Start of EXCERPTED TEXT
5/22/2013 2:27 A.M. ET
Gardenhire's family OK after tornado
By Rhett Bollinger / MLB.com
ATLANTA -- Twins manager Ron Gardenhire, an Okmulgee, Okla., native, said his family was unaffected by Monday's tornado that hit the Oklahoma City suburbs and took the lives of at least 24 people.
Gardenhire said his family lives closer to Tulsa and that they came out of the tornado fine, but he was saddened by the events of the devastating tornado.
"My family is about 25 miles south of Tulsa, which is about an hour or hour and half from OKC," Gardenhire said. "They've been in the storm cellar for two days. Luckily nothing happened. They're OK. But it's sad stuff."
Right-hander Nick Blackburn, who is currently rehabbing his surgically repaired right wrist, is a Del City, Okla., native and was back home in Washington, Okla., with his family when the tornado hit. But he was unaffected by the twister, as it hit north of where he lives.
"He's still in Oklahoma but wasn't affected at all," Twins assistant general manager Rob Antony said.
End of EXCERPTED TEXT
Start of LISTED ENTRIES
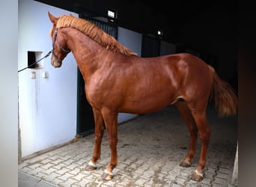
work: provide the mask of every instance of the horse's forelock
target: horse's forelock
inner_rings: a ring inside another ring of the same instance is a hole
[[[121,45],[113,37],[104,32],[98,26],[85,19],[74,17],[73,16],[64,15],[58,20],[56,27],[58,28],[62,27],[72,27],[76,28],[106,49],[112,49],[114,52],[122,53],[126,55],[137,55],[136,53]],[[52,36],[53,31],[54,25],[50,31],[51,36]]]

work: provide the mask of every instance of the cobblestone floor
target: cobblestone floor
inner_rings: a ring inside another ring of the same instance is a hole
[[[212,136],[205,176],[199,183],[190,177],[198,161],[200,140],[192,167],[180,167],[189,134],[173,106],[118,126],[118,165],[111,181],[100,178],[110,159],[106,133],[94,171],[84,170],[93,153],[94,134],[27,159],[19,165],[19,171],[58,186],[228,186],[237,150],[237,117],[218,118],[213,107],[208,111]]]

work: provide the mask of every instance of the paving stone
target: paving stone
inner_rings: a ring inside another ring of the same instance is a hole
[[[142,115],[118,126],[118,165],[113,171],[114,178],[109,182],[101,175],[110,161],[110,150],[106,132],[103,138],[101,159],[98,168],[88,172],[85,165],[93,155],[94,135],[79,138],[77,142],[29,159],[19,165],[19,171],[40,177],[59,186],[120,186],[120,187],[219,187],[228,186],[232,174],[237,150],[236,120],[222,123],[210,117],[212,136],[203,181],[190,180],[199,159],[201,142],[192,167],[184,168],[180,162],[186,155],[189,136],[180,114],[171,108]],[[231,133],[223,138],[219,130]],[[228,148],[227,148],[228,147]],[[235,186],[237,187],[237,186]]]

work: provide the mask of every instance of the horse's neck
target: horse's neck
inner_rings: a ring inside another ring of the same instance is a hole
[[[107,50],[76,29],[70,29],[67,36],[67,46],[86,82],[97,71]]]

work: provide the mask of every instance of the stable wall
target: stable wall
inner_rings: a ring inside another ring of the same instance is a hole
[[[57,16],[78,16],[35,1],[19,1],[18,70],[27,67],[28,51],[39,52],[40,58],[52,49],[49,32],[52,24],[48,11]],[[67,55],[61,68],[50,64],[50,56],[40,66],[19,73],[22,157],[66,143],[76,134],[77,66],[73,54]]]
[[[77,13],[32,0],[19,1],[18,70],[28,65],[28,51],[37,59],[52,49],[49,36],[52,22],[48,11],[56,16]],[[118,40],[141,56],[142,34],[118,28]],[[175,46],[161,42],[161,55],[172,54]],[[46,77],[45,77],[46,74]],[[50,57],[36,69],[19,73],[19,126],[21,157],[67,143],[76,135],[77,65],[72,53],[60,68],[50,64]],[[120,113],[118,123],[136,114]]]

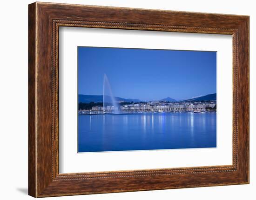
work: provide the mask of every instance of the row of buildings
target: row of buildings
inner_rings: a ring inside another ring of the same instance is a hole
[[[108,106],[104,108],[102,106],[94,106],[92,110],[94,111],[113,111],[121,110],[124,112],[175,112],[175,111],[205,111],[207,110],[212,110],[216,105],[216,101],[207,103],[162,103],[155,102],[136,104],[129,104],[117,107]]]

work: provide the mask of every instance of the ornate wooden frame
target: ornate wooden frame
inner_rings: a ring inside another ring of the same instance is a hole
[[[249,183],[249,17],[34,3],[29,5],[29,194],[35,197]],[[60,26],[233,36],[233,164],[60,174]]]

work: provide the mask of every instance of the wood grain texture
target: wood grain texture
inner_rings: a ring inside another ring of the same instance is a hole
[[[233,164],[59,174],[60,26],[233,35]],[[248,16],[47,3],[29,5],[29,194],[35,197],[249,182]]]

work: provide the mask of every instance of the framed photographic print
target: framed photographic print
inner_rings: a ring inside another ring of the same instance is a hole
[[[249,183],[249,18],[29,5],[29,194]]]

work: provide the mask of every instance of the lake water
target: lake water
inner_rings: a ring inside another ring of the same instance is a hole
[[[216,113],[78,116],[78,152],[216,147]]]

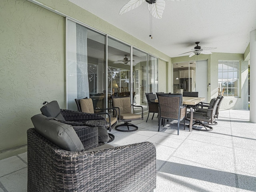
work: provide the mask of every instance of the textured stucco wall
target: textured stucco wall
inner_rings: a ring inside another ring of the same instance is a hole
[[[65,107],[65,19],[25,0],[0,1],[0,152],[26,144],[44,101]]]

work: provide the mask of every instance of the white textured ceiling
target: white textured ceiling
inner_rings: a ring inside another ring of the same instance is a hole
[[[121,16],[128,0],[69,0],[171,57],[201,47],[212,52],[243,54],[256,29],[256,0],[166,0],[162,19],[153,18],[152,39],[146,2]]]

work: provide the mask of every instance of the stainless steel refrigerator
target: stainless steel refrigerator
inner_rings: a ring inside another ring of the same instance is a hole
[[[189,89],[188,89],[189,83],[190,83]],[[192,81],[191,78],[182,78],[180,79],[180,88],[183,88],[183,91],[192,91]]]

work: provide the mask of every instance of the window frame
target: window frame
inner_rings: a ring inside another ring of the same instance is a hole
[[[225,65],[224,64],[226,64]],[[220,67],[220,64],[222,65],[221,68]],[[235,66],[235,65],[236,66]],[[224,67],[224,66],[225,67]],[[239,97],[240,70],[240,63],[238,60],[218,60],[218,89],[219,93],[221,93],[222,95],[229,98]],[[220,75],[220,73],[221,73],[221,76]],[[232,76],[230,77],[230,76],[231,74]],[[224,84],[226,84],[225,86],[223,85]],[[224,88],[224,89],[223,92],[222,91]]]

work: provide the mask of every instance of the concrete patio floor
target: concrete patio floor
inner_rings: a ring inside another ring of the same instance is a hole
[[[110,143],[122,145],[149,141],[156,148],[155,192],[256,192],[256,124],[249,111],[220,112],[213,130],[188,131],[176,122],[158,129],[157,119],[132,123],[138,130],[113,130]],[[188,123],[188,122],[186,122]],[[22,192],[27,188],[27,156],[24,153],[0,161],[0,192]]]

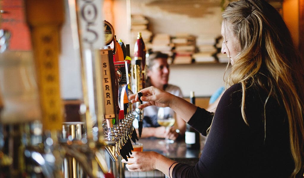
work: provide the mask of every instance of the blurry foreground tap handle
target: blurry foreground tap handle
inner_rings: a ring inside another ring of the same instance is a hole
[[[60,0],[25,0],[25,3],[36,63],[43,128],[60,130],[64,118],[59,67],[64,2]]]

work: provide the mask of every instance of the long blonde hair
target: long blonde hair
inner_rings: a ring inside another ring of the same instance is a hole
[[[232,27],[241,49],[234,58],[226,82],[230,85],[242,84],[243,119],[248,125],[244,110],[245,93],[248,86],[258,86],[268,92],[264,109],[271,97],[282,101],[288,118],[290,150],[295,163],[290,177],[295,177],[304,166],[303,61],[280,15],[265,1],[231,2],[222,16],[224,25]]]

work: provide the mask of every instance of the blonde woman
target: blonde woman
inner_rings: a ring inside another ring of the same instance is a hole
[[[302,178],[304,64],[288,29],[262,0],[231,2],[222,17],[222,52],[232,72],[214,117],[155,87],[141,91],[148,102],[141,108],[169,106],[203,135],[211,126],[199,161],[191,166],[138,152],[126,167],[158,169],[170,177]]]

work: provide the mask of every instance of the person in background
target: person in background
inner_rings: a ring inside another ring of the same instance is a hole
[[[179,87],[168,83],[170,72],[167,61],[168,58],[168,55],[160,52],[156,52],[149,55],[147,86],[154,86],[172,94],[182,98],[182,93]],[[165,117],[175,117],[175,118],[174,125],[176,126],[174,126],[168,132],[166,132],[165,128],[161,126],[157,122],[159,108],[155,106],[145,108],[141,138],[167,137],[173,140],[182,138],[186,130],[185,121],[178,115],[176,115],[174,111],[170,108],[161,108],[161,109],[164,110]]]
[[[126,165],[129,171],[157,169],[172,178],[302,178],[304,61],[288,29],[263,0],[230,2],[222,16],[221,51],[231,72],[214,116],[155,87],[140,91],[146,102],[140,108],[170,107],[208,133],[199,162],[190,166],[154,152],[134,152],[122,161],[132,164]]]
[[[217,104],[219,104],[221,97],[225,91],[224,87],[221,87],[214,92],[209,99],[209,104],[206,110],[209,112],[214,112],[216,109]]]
End of LISTED ENTRIES
STATED EXERCISE 1 →
Answer these from the tornado article:
(a) How far south of Tulsa does Gardenhire's family live?
(b) How long had his family been in the storm cellar?
(c) Which wrist is Nick Blackburn rehabbing after surgery?
STATED EXERCISE 2 → Extend the article about the tornado and the Twins, picking up right after its final sentence.
You won't need the items for this.

RIGHT ANSWER 1 →
(a) About 25 miles.
(b) Two days.
(c) His right wrist.

RIGHT ANSWER 2 →
Plouffe exits game after getting kicked in head
ATLANTA -- Third baseman Trevor Plouffe left Tuesday's game against the Braves in the 10th inning after being kicked in the head by second baseman Dan Uggla while trying to break up a double play.
Plouffe reached first after being hit by a 97-mph fastball from Braves closer Craig Kimbrel before Ryan Doumit hit a potential double-play ball to shortstop Andrelton Simmons. But Plouffe was hit directly in the head by Uggla's knee while sliding into second and remained on the ground in pain.
Twins trainer Tony Leo came out to look at Plouffe, who was able to walk off the field but was removed for Eduardo Escobar at third base in the bottom of the inning.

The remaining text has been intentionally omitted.